## Task statement
Given the material below, return only the lines starting at the line with "Target: green goalkeeper jersey" and ending at the line with "Target: short dark hair", exactly as they appear.

[Start of Attachment]

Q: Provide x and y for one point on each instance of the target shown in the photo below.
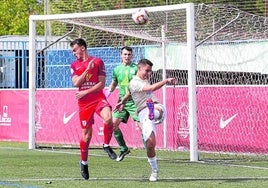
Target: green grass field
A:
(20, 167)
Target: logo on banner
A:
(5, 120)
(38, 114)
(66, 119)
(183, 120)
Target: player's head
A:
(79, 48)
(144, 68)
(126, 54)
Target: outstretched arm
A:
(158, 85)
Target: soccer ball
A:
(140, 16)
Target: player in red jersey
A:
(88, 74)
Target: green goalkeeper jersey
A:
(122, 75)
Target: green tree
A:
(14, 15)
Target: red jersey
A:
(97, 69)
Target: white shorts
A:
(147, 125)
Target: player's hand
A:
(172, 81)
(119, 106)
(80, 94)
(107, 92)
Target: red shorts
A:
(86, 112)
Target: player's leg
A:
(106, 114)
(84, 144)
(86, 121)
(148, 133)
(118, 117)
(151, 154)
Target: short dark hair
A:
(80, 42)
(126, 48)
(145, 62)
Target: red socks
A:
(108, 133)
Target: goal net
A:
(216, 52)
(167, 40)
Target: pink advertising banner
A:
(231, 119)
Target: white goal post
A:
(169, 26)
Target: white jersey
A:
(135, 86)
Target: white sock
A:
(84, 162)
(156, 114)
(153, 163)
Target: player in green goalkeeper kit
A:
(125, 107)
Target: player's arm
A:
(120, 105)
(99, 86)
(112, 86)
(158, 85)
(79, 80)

[End of Attachment]
[Start of Attachment]

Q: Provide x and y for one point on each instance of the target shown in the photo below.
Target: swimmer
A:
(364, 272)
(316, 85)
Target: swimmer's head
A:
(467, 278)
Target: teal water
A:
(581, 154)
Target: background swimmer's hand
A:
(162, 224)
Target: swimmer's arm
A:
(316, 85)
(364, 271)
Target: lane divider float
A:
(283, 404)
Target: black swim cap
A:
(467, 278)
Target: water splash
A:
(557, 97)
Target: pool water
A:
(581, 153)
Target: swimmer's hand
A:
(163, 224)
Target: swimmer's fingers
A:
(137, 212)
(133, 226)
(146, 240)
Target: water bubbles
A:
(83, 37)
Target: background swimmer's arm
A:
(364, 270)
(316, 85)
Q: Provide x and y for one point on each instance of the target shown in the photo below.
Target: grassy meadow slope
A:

[End of Attachment]

## Result of this exercise
Target: green goalkeeper jersey
A:
(122, 75)
Target: green tree
A:
(14, 15)
Target: red jersey
A:
(97, 69)
Target: white shorts
A:
(147, 125)
Target: player's hand
A:
(172, 81)
(119, 106)
(80, 94)
(107, 92)
Target: red shorts
A:
(86, 112)
Target: player's leg
A:
(106, 114)
(84, 144)
(86, 121)
(148, 133)
(118, 117)
(151, 154)
Target: short dark hair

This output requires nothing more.